[Stated exercise] Repeat exactly, and only, the lines from the line bearing "Locate the rear" through the end of the material. Do not copy the pictures.
· · · · ·
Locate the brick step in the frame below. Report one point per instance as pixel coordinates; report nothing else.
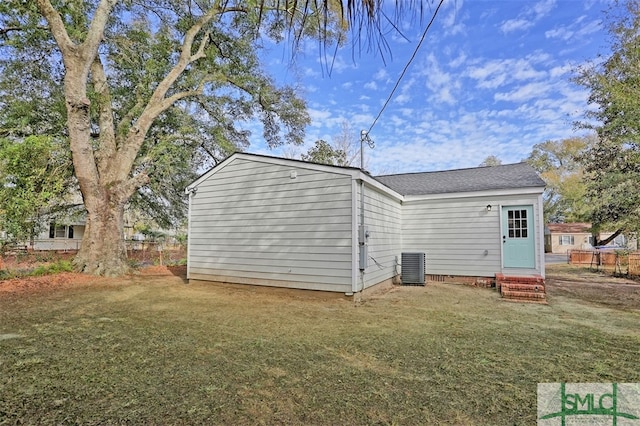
(521, 289)
(522, 295)
(535, 288)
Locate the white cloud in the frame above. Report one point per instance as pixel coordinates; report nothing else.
(381, 74)
(515, 25)
(529, 17)
(496, 73)
(371, 85)
(402, 99)
(574, 31)
(524, 93)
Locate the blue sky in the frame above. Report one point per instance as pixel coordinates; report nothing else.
(491, 78)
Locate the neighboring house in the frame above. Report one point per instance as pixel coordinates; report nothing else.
(58, 237)
(287, 223)
(563, 237)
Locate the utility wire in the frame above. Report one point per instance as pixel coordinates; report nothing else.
(406, 67)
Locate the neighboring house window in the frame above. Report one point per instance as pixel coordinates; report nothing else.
(620, 241)
(566, 240)
(60, 231)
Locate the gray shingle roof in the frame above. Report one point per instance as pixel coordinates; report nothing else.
(508, 176)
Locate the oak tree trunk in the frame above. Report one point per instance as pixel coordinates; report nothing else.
(103, 250)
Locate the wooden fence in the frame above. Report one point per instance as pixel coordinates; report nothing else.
(621, 261)
(634, 263)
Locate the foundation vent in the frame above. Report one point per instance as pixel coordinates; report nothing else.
(413, 268)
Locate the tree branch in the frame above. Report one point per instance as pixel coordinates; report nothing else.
(158, 103)
(107, 145)
(56, 25)
(96, 28)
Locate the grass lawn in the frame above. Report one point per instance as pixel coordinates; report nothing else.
(155, 350)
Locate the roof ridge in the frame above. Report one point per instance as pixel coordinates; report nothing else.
(455, 170)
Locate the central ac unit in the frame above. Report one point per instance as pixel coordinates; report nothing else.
(413, 268)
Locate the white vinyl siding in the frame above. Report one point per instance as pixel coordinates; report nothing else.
(383, 221)
(253, 221)
(61, 240)
(459, 235)
(566, 240)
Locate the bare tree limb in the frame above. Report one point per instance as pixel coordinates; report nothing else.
(107, 145)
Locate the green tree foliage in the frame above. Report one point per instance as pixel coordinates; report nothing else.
(612, 165)
(322, 152)
(154, 89)
(35, 175)
(557, 163)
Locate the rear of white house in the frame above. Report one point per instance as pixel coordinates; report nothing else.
(286, 223)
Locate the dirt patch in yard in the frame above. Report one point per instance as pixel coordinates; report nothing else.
(592, 287)
(66, 280)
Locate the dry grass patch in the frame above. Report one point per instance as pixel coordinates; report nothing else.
(152, 349)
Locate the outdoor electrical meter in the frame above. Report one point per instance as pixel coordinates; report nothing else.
(363, 238)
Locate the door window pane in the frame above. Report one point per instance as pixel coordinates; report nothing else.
(517, 224)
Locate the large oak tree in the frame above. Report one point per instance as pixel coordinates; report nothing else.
(151, 86)
(612, 165)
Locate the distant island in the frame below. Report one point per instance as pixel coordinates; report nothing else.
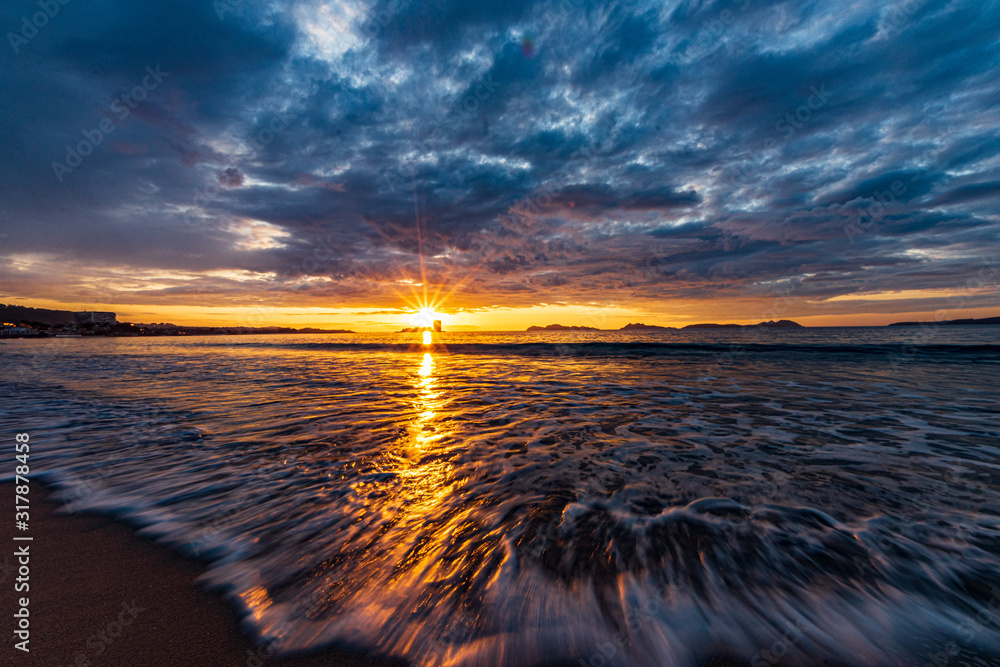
· · · · ·
[Output for this task]
Locate the rear of white house in the frame above. Report one point per instance as pixel coordinates; report nothing else.
(286, 223)
Locate the dirt patch in yard in the frame above. Report one point per instance as pixel coordinates; report nothing else.
(592, 287)
(66, 280)
Locate the dry grass patch in the frame above. Report one point per instance as pixel coordinates; report nothing else.
(152, 349)
Locate the outdoor electrical meter in the frame above. Report one point per instance as pixel coordinates; report nothing else.
(363, 238)
Locate the door window pane in the frame above. Report one point per instance as pixel coordinates; report nothing else.
(517, 224)
Locate the large oak tree in the frame above. Report one point per instance as pixel coordinates; report nothing else.
(151, 86)
(612, 165)
Locate the distant island in the frame below. Report one point per instance as pixel coordinates; report nothing else.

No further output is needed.